* _Work item_: Set down every record below exactly as written.
——————————
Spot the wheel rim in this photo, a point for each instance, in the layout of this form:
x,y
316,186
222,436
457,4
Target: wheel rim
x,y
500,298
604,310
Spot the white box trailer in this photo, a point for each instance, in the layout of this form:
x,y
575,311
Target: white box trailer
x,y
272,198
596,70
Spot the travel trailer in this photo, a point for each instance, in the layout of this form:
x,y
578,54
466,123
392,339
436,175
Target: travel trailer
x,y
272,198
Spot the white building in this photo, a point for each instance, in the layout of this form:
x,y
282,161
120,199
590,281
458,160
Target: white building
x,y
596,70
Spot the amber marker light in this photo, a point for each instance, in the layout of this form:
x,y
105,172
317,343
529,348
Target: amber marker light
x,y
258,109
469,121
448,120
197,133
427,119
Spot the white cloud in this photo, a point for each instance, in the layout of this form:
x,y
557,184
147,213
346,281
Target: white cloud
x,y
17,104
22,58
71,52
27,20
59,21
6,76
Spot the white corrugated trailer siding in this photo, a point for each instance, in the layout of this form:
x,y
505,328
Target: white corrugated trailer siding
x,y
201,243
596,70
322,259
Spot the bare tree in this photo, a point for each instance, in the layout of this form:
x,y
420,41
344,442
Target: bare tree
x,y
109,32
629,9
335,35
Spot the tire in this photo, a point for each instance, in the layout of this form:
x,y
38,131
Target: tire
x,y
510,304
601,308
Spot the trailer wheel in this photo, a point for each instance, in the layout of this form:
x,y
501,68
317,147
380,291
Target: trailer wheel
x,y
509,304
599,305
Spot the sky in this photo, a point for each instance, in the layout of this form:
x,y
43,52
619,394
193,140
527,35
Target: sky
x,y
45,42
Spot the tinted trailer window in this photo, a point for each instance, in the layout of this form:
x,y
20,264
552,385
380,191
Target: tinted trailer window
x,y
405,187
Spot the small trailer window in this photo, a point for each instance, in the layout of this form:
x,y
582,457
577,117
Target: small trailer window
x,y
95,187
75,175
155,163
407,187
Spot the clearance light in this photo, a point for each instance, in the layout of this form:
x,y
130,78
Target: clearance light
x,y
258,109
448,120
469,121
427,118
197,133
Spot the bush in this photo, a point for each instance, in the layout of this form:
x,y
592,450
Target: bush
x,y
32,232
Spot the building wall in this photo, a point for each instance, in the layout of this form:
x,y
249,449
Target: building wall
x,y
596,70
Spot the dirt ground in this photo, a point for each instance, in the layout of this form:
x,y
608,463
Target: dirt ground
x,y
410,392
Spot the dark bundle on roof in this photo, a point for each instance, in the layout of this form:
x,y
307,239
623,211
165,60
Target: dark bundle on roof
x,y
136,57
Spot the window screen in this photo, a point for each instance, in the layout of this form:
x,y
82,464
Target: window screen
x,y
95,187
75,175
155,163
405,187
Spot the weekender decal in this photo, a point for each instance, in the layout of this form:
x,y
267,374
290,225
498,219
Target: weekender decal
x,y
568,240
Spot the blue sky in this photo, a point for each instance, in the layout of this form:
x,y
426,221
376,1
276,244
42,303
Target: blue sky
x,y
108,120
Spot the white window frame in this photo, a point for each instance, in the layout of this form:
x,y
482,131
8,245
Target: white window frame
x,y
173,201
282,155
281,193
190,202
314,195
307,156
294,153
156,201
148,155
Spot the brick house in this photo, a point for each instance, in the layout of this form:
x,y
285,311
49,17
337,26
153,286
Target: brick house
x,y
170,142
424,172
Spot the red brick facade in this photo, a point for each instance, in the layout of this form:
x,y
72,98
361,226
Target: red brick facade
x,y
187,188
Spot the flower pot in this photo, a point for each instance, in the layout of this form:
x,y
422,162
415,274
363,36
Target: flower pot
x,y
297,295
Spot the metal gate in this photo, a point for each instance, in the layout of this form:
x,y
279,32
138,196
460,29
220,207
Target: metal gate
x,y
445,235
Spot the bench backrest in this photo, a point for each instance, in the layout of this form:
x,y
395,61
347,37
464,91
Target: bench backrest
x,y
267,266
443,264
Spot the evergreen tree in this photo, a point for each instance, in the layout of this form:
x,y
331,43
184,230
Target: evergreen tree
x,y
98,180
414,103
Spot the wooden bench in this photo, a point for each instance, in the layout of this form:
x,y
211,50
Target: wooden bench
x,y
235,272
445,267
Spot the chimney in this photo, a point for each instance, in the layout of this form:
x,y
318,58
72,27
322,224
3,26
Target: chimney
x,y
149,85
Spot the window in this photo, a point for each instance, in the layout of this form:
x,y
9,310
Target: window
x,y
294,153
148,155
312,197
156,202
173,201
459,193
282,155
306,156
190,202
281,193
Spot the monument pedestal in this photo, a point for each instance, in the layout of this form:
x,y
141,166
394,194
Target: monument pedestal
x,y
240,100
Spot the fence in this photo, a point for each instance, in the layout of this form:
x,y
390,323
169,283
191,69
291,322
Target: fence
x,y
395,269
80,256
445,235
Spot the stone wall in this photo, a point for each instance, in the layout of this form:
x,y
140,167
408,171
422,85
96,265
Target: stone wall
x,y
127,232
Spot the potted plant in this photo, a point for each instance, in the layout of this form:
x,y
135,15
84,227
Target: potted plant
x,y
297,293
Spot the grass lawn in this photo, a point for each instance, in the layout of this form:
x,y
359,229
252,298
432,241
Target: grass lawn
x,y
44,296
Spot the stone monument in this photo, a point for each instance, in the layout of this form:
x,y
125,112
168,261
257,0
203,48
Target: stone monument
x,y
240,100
——————————
* _Answer space_:
Spot the wheel rim in this photo, a point for each instance, in the layout of this form:
x,y
316,186
222,436
457,4
Target: wheel rim
x,y
500,298
604,310
Spot the white box trailer in this photo, a point for each instance, in the layout of this form:
x,y
575,311
Target: white box trailer
x,y
272,198
596,70
Spot the travel trailer in this photo, a point for each instance, in the layout of this form:
x,y
578,54
466,123
392,339
436,175
Target: travel trailer
x,y
272,198
Spot the white building in this photo, a point for each instance, in the layout of this form:
x,y
282,161
120,199
590,281
458,160
Target: white building
x,y
596,70
Spot the amber marker light in this photo, a point for each instance, in the layout of this form:
x,y
105,172
317,343
529,348
Target: amber marker light
x,y
258,109
469,121
448,120
197,133
427,119
Spot the white cloud in this photo, a point for each instance, in the layout of this form:
x,y
557,184
147,213
346,281
Target: white cloud
x,y
17,104
22,58
71,52
27,20
59,21
6,76
Spot the white corrugated trailer siding in this photo, a point for each instance, in the layout of this form:
x,y
505,328
Target: white corrugated trailer siding
x,y
201,243
596,70
322,259
Spot the bare tree in this photo, a point for each instance, in the layout of this form:
x,y
420,41
344,442
Target: bare tree
x,y
109,32
629,9
335,35
Spot the tire in this photo, a point for each instance, in the layout of this form:
x,y
38,131
Target: tire
x,y
510,304
601,308
Spot the trailer wheel in this photo, a point for each instance, in the layout of this form:
x,y
501,68
317,147
380,291
Target: trailer wheel
x,y
509,304
599,305
Spot the sky in this photo, a point for each instance, in the layout of this form:
x,y
43,52
619,394
193,140
527,35
Target: sky
x,y
45,42
Spot the tinted trailer window in this photo, a point for each instance, in the layout of this form:
x,y
20,264
552,385
380,191
Target: tinted trailer window
x,y
405,187
Spot the small trailer window in this photo, a point for each instance, in the layout of this form:
x,y
582,457
577,117
Target: small trailer window
x,y
95,187
75,175
155,163
407,187
Spot the clearance light in this photo, a point for each instance, in the layout of this form:
x,y
130,78
Target: clearance light
x,y
258,109
448,120
469,121
427,118
197,133
Spot the bush in this photo, a point for each instance, in the layout of this form:
x,y
592,450
Target: bush
x,y
32,232
Spot the building wall in this photo, a point for each instance, in the layout of this form:
x,y
249,449
Target: building wall
x,y
596,70
Spot the dirt ground in this photo, a point for each instance, in the layout of this form:
x,y
608,463
Target: dirt ground
x,y
410,392
Spot the dark bundle on roof in this photo, a point for each instance, in the layout of this form:
x,y
307,239
623,211
165,60
Target: dark bundle on roof
x,y
136,57
Spot the window screen in this photo, a point for each instance, in the layout of this form:
x,y
82,464
Target: window screen
x,y
95,187
75,175
155,163
405,187
Spot the weekender decal in this photo, a point for each instance, in the layout of this form:
x,y
267,374
290,225
498,219
Target: weekender decal
x,y
568,240
Spot the blue sky in this photo, a point for each instance, in the layout of this form:
x,y
426,221
376,1
276,244
42,303
Target: blue sky
x,y
108,120
Spot the white window frame in this photo, a point for each instance, in the layout of this form:
x,y
482,131
8,245
Target: white window frame
x,y
173,201
282,155
281,193
190,202
314,195
307,156
294,153
156,201
148,155
Spot the brick house in this photo, a point for each instance, in the layout of this form:
x,y
285,311
49,17
337,26
153,286
Target: brick house
x,y
170,142
424,172
Spot the red brick facade in this photo, a point for each instance, in the layout of this form:
x,y
72,98
361,226
Target: red brick facade
x,y
187,188
Spot the flower pot in this photo, a point for each instance, in the layout of this form:
x,y
422,162
415,274
363,36
Target: flower pot
x,y
297,295
Spot the metal gate in this photo, a point for each instance, in the layout of this form:
x,y
279,32
138,196
460,29
220,207
Target: metal gate
x,y
445,235
Spot the bench backrest in this photo, a point for each instance, in the layout of this form:
x,y
395,61
347,37
464,91
Target: bench backrest
x,y
267,266
443,264
Spot the evergreen tree in this photo, a point for each instance, in the layout of this form:
x,y
331,43
184,230
Target: evergreen tree
x,y
98,180
414,103
Spot the wooden bench in this photo, a point for each instance, in the layout of this form:
x,y
211,50
Target: wooden bench
x,y
235,272
445,267
Spot the chimney in this photo, a point for each instance, in the layout of this form:
x,y
318,58
72,27
322,224
3,26
Target: chimney
x,y
149,85
Spot the window in this photo, a point for each instance, in the layout of this form:
x,y
9,310
Target: window
x,y
294,153
148,155
312,197
156,202
173,201
459,193
282,155
306,156
190,202
281,193
Spot the monument pedestal in this photo, a point for each instance, in the layout of this form:
x,y
141,166
394,194
Target: monument pedestal
x,y
240,100
Spot the fence in this photo, a point for each instance, in the layout of this form:
x,y
390,323
169,283
191,69
291,322
Target: fence
x,y
395,269
80,256
445,235
Spot the stone wall in this photo, a point for each instance, in the layout of this form:
x,y
140,167
408,171
422,85
96,265
Target: stone wall
x,y
127,232
Spot the potted plant in this photo, a point for each instance, in the layout of this form:
x,y
135,15
84,227
Target: potted plant
x,y
297,293
Spot the grass lawn in this photo, a point for each instance, in the layout of this form:
x,y
359,229
252,298
432,241
Target: grass lawn
x,y
44,296
Spot the stone monument in this photo, a point for each instance, in the layout of this form:
x,y
125,112
168,261
257,0
203,48
Target: stone monument
x,y
240,100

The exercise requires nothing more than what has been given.